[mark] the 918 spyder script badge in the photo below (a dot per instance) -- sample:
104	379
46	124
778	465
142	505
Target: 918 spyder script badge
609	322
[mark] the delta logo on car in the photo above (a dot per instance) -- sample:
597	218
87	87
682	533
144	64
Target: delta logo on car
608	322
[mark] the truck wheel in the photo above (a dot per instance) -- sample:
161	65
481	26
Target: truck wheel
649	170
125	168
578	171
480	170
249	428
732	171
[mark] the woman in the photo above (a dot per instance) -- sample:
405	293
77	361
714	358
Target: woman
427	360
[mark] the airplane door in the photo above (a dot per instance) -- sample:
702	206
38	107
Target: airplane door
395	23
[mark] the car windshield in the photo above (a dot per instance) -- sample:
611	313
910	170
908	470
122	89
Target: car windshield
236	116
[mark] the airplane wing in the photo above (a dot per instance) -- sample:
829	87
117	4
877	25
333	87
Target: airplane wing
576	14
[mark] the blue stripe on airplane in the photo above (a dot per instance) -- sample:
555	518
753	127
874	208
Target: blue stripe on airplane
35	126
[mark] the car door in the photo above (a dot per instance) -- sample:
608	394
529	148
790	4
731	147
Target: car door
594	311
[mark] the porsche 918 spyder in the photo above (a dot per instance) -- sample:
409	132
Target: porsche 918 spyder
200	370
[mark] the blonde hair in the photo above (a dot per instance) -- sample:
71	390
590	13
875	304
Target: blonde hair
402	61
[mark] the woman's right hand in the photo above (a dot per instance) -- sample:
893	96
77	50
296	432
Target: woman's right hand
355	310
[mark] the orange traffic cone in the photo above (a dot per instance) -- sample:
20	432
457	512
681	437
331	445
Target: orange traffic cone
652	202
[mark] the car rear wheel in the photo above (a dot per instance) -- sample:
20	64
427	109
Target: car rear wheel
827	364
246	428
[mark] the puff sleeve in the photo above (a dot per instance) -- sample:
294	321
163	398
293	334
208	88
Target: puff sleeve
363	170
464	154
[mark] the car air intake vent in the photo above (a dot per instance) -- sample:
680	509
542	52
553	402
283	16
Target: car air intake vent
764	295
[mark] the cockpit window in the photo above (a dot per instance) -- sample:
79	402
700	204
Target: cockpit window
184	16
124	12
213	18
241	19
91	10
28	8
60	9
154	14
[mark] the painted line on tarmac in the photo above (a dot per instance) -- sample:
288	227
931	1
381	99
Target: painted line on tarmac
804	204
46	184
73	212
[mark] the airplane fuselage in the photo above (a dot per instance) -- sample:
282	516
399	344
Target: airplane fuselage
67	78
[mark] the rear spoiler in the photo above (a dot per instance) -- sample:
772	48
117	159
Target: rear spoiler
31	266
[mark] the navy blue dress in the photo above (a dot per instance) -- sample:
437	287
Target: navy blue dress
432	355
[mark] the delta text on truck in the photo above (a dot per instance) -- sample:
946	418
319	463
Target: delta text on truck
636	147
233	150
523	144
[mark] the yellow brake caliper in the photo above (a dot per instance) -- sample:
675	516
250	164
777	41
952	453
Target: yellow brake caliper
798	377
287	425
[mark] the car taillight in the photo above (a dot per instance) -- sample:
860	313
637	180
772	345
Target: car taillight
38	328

● ● ● ●

Your task:
Send back the complete listing, identical to the original in every line.

The completed task:
[mark] the 918 spyder script badge in the photo below (a dot per instance) -- sample:
104	379
46	124
778	465
142	505
Target: 918 spyder script badge
609	322
[mark] the delta logo on car in the photo above (a dot per instance) -- sample:
597	218
87	87
682	533
144	64
Target: delta logo on car
608	322
[mark] the truck wheel in the photo above (a dot per instance) -- sample:
161	65
481	26
Target: truck wheel
649	170
125	168
578	171
480	170
249	428
732	171
[mark] the woman in the photo above (a dot per instance) -- sample:
405	293
77	361
714	358
Target: woman
427	360
[mark] the airplane door in the photo above (a dot per instance) -- sample:
702	206
38	107
Target: airplane door
395	23
[mark] the car windshield in the photo above (a dot per instance) -- sample:
611	313
910	170
908	470
122	89
Target: car windshield
236	116
[mark] the airplane wing in the photo above (a dot per instance) -- sample:
829	87
117	4
877	25
333	87
Target: airplane wing
576	14
[mark] the blue stripe on airplane in the photo above (a dot per instance) -- sample:
555	518
753	127
874	208
Target: blue stripe on airplane
35	126
[mark] the car door in the photo above (a dot per instance) -- sample:
608	394
529	148
790	4
731	147
Target: car door
594	311
[mark] the porsche 918 spyder in the photo above (a dot per instance) -- sample:
409	132
Target: porsche 918 spyder
200	370
[mark] the blonde hair in the photo above (a dot per instance) -- sample:
71	390
590	13
875	304
Target: blonde hair
402	61
[mark] the woman's right hand in the photo above (a dot per instance) -- sample:
893	96
77	50
296	432
Target: woman's right hand
355	310
[mark] the orange traffic cone in the photo above (a dot per instance) -- sample:
20	432
457	512
681	437
331	445
Target: orange traffic cone
652	202
[mark] the car rear wheel in the photo above (a dot per instance) -- sample:
20	64
427	109
Target: car rear wheel
827	364
246	428
[mark] the puff sleeve in the photo above (a dot per instance) -- sample:
294	321
163	398
293	334
208	88
Target: puff sleeve
363	170
464	154
[mark] the car air intake vent in the photo above (a dot per instance) -- sample:
680	509
542	52
553	402
283	16
Target: car air intake vent
764	295
[mark] the cockpit window in the photo above (a dot per instance) -- sample:
79	402
700	204
Target: cockpit window
184	16
124	12
213	18
241	19
91	10
28	8
60	9
154	14
[mark] the painted line on tarmac in the photo above (a dot per instance) -- sample:
288	227
931	1
381	99
Target: painted line on tarmac
804	204
46	184
73	212
[mark] the airplane fuselage in the photo above (a dot per instance) -- sample:
282	516
399	344
Target: airplane fuselage
67	78
[mark] the rear spoiler in the photo above (a dot per instance) -- sample:
772	48
117	159
Target: rear spoiler
31	266
[mark] the navy blue dress in the photo above (a dot per instance) -- sample:
437	287
Target: navy blue dress
432	355
[mark] the delta text on truck in the photo above (a dot per instance) -- sample:
946	418
319	463
Target: delta text on truck
636	147
233	150
523	144
[mark] the yellow brake caliper in the photo above (a dot per instance) -- sample:
675	516
250	164
777	41
952	453
Target: yellow brake caliper
798	377
287	425
[mark] the car taillight in the photo above (a dot per instance) -- sample:
860	313
637	180
772	345
Target: car taillight
38	328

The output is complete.